- What you will do -
For this exercise, write out every entry exactly and leave the pictures out.

- Entries shown -
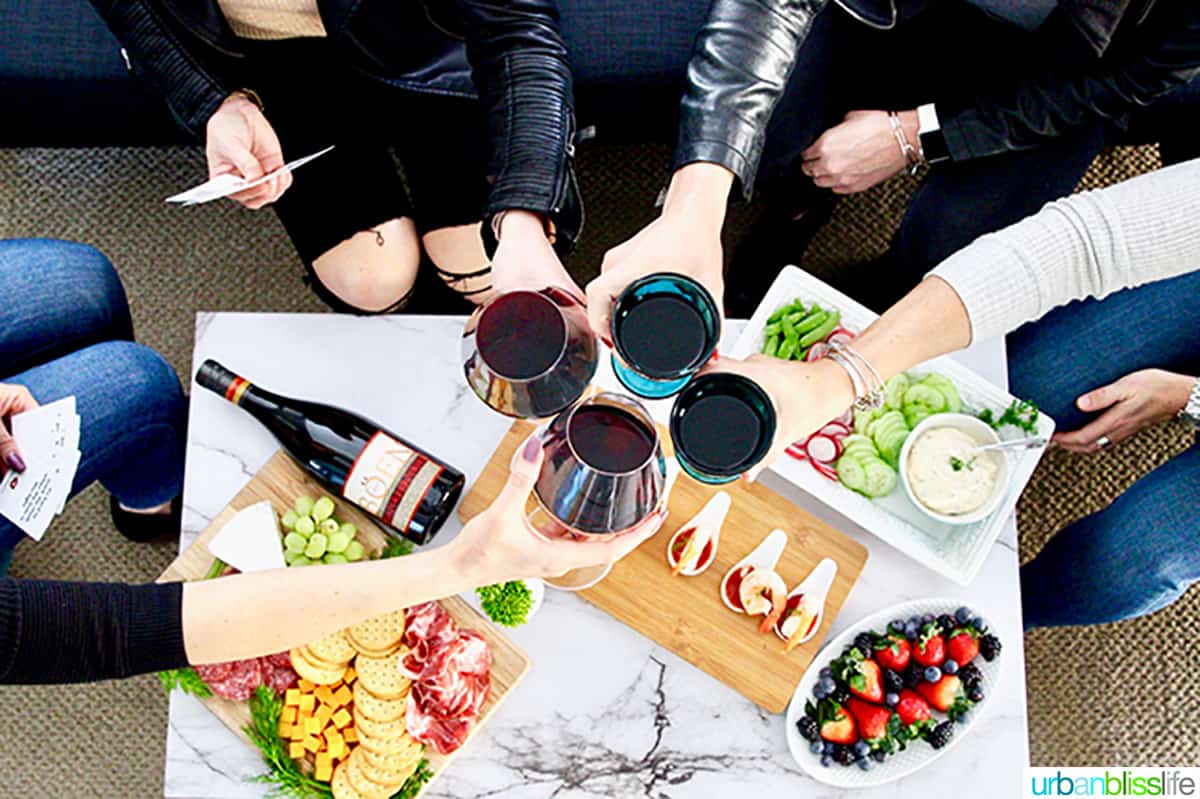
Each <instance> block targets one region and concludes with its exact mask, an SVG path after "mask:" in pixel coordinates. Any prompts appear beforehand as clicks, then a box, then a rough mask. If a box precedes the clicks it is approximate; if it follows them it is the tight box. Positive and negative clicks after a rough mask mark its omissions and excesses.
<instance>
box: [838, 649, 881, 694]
mask: <svg viewBox="0 0 1200 799" xmlns="http://www.w3.org/2000/svg"><path fill="white" fill-rule="evenodd" d="M833 673H834V675H835V677H836V678H838V679H840V680H841V681H842V683H845V684H846V685H847V686H848V687H850V692H851V693H853V695H854V696H857V697H858V698H860V699H866V701H868V702H874V703H875V704H883V671H882V669H881V668H880V665H878V663H876V662H875V661H874V660H870V659H866V657H863V654H862V653H860V651H859V650H858V649H857V648H852V649H851V650H850V654H847V655H846V656H844V657H839V659H838V660H835V661H834V662H833Z"/></svg>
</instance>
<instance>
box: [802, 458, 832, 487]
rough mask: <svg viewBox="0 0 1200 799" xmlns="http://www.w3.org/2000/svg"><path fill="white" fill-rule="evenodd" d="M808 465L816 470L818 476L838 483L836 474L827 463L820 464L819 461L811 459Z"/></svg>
mask: <svg viewBox="0 0 1200 799" xmlns="http://www.w3.org/2000/svg"><path fill="white" fill-rule="evenodd" d="M809 463H811V464H812V468H814V469H816V470H817V471H818V473H820V474H822V475H823V476H826V477H828V479H829V480H833V481H834V482H838V473H836V471H834V469H833V467H830V465H829V464H827V463H821V462H820V461H812V459H810V461H809Z"/></svg>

- Answer area -
Each <instance> block targets one region and concludes with its exact mask, an SVG path after "mask:" in pixel coordinates. Any prompts appear beforehand as clicks, then a box, then a rough mask. If a box precedes the clicks it is approximate; if it follows them it is the tight box. Positive and negative clicks after a rough mask mark its omissions and excesses.
<instance>
box: [838, 649, 881, 694]
mask: <svg viewBox="0 0 1200 799" xmlns="http://www.w3.org/2000/svg"><path fill="white" fill-rule="evenodd" d="M833 673H834V675H835V677H836V678H838V679H840V680H841V681H842V683H845V684H846V685H847V686H848V687H850V692H851V693H853V695H854V696H857V697H858V698H860V699H866V701H868V702H874V703H875V704H883V671H882V669H881V668H880V665H878V663H876V662H875V661H874V660H870V659H866V657H863V654H862V653H860V651H859V650H858V649H857V648H852V649H851V650H850V654H847V655H846V656H844V657H839V659H838V660H835V661H834V662H833Z"/></svg>
</instance>
<instance>
box: [802, 458, 832, 487]
rough mask: <svg viewBox="0 0 1200 799" xmlns="http://www.w3.org/2000/svg"><path fill="white" fill-rule="evenodd" d="M808 465L816 470L818 476L838 483L836 474L827 463L820 464L819 461L811 459Z"/></svg>
mask: <svg viewBox="0 0 1200 799" xmlns="http://www.w3.org/2000/svg"><path fill="white" fill-rule="evenodd" d="M809 463H811V464H812V468H814V469H816V470H817V471H818V473H820V474H822V475H823V476H826V477H828V479H829V480H833V481H834V482H838V473H836V471H834V469H833V467H830V465H829V464H827V463H821V462H820V461H812V459H810V461H809Z"/></svg>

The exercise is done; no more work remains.